-- Start of TEXT TO READ --
Well they don't appear to have in the recent past so why consider them now? Harr yes come to think of it I think I know the answer to that one :wink:


----------



## bigbison

yawn yawn snor

is it over can i wake up have i beat the longest post comp :lol:


----------



## Jae

Right, seems that things are looking a tad shabby round the edges here.

I have to first say that John-H's version of events tallys with my own recollection of things that I was involved with. John-H was instrumental in working with the new owners, to secure the TTOC revenue stream (the person who raised the concern over losing it was in fact me, as I didnt know what was going to happen post sale). He took it upon himself to reach out to the owenrs and secure the deal he mentions.

While the editorial may not have been the wisest platform for John-H to address concerns, it seems a fair and valid point has been made and seems to be a little harsh in its resulting sacking. It was factual, but should have been delivered another way.
-- End of TEXT TO READ --
▶ [PROBLEMS AND TASKS]
1: From the forum thread, quote the part that opens with the words containing "is it over can" and closes with "deal he mentions.".
2: In the forum thread, who does Jae say raised the concern about losing the TTOC revenue stream?
You will not need the items to do any of this.
-- Start of DATA SECTION --
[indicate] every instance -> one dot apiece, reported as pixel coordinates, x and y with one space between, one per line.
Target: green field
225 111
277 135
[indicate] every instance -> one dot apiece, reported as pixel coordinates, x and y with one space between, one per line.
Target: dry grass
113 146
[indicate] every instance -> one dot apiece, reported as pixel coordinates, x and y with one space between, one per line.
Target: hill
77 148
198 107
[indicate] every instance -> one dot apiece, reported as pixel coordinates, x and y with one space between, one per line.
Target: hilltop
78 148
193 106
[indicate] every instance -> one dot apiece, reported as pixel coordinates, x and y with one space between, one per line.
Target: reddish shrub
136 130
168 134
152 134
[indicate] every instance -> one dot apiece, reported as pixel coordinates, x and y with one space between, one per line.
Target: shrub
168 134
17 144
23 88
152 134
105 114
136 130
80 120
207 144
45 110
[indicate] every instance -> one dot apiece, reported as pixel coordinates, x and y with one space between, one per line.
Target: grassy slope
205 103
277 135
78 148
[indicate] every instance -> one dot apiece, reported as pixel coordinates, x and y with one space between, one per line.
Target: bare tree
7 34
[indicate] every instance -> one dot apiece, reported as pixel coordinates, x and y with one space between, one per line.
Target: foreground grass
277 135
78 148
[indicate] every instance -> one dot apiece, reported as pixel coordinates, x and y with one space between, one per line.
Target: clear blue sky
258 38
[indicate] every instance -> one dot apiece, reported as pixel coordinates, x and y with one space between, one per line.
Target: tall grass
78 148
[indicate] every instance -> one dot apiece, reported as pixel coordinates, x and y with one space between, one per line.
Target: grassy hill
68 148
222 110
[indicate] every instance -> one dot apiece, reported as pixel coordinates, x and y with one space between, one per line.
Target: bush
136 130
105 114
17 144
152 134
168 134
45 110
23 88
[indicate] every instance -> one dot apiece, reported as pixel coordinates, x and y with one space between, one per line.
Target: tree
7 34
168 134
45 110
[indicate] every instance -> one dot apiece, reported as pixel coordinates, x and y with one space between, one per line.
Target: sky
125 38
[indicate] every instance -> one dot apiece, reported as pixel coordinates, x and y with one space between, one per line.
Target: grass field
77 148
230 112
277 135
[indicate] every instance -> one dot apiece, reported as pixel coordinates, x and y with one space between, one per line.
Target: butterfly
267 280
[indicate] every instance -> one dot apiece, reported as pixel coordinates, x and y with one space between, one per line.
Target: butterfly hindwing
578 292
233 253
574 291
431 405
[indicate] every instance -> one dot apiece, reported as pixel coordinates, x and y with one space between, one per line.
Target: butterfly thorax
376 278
-- End of DATA SECTION --
▶ [EXPECTED RESPONSES]
1:
is it over can i wake up have i beat the longest post comp :lol:


----------



## Jae

Right, seems that things are looking a tad shabby round the edges here.

I have to first say that John-H's version of events tallys with my own recollection of things that I was involved with. John-H was instrumental in working with the new owners, to secure the TTOC revenue stream (the person who raised the concern over losing it was in fact me, as I didnt know what was going to happen post sale). He took it upon himself to reach out to the owenrs and secure the deal he mentions.

2: Jae raised that concern.